• **Суть задания**
Напишите продолжение приведенного ниже текста о трех воззрениях на высшее существо, начиная сразу после его последнего предложения.

В следствие этой потребности является теистическое воззрение на высшее существо. Здесь мы берем в соображение и единство целого и значение частей, но на первое место ставим примирительный процесс, в котором части беспрестанно соглашаются в единое целое. Здесь мы отдельным явлениям придаем действительное значение, заключая, что без них и самое бытие вообще сделалось бы пустым, отвлеченным понятием. Но в беспрестанном изменении явлений, мы признаем нечто единое, пребывающее, придающее этим изменениям связь и сущность. При разработке деистического и пантеистического воззрение мыслитель невольно вносит в них начало теизма, примиряющее и сглаживающее резкие противоположности первых воззрений; по этому цельную и последовательную систему можно выработать только на этой точке зрения. Но большая часть мыслителей, становясь на нее, видят в ней одну Необходимость примирения, соглашения, и, совершенно пренебрегая первыми двумя теориями, придают своим построениям односторонний утешительный характер. Но борьба и столкновение есть столь же существенное условие всего что есть, как и примирение. Наука не может быть оптимизмом, теориею блаженного бытия; она не должна останавливаться только на гармонических явлениях мировой жизни, но должна брать в соображение и встречающиеся диссонансы.

Наука должна, к этому, принять в себя все три воззрения, не останавливаясь ни на одном из них исключительно. Отсюда следует, что всякое приобретение в науке, относится ли оно к целому, или к одной из частей его, содействует развитию в человеке идеи высшего существа, но что решению задачи наиболее содействуют те части знания, которые полнее обнимают все стороны развития и признают значение всех приобретений науки.

Это воззрение неново; напротив, оно лежит в сознании человечества, в языках его, весьма давно. Во все времена человек видел в мире проявление Божие, в истории промысл Божий, в самом верховном существе чистое, неизменное бытие Божие. Итак эти три формы бытия всегда связывались с представлением верховного существа, но в разные времена то одна, то другая получала преобладающее, исключительное значение. Преимущественно мыслители последнего времени останавливались на первой из форм, изложенных выше, считая, что совершенство не может допускать развития. Но это справедливо лишь в таком случае, когда развитие, совершенствование истекает из начал, приобретенных извне. Если же существо развивается из самого себя, то это не только не отнимает у него совершенства, а напротив, без развития мы имели бы мертвое, неподвижное существо, которое не мыслимо как совершенное, и самое понятие которого несогласимо с данными, получаемыми из опыта. Между тем изменение не отрицает неизменности, потому что, во всяком движении, изменении, есть нечто постоянное, пребывающее, неизменное; это закон движения, закон изменения, который и составляет сущность всякого явления, его чистое бытие.

• **Собранные данные**
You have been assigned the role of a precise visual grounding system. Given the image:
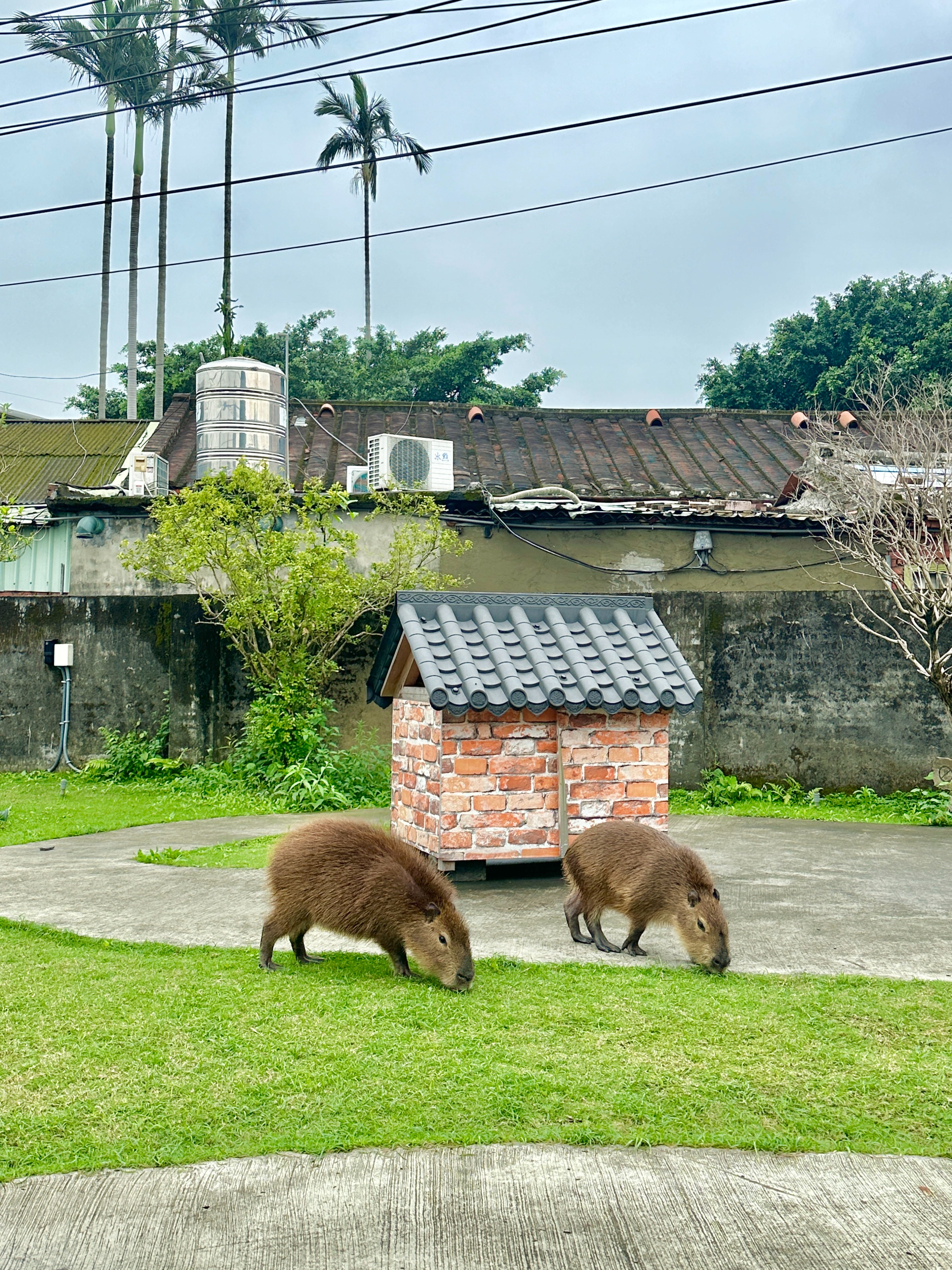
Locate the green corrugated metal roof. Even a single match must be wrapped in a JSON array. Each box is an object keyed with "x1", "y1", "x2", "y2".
[{"x1": 0, "y1": 419, "x2": 146, "y2": 503}]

• **Ответ на задание**
В этой теории каждый отдельный предмет имеет в себе нечто Божественное, в следствие этого он есть необходимое условие, ограничивающее как другие отдельные предметы, так и все бытие. В этом смысле каждый предмет свободен. Но с другой стороны тот же предмет обусловлен всеми остальными и единством целого; в этом отношении он подчинен необходимости. Целое обусловливается каждою своею частью, но, так как это части его, то оно обусловливается лишь самим собою, и потому — оно свободно. Отдельный человек свободен, когда его желание согласны с его действительным у Божественным значением в целом, потому что тогда его желание согласны с условиями целого и ничем неограничены. Человек не свободен, когда его желание не согласны с местом, им занимаемым в целом бытии, следовательно, когда он что-либо желает несогласное с собственным бытием. Его жизнь заключается в борьбе этих двух родов стремлений. Сознавая себя частью целого, он тем самым стремится быть дополненным прочими частями, направляет на них свою деятельность и делается ответственным пред своею совестью и пред обществом за свою деятельность. В соглашении отдельных, личных, часто противоречивых стремлений проявляется исторический промысл Божий, как в самостоятельной деятельности лица проявляется отдельное бытие всего сущего. Но в действительности то и другое тожественно и «всемирная история есть всемирный суд».

Но действительно ли существует нечто, соответствующее этому тройному понятию в его единстве? так могли бы спросить, говорит Цейзинг и отвечает: — это все равно что спросить: есть ли бытие? Вне бытия заключается лишь ничто, а, по предыдущему, верховное существо тожественно с бытием. Вопрос о бытии Божием решается, говорит ~ он, тем, что Бог есть самое бытие.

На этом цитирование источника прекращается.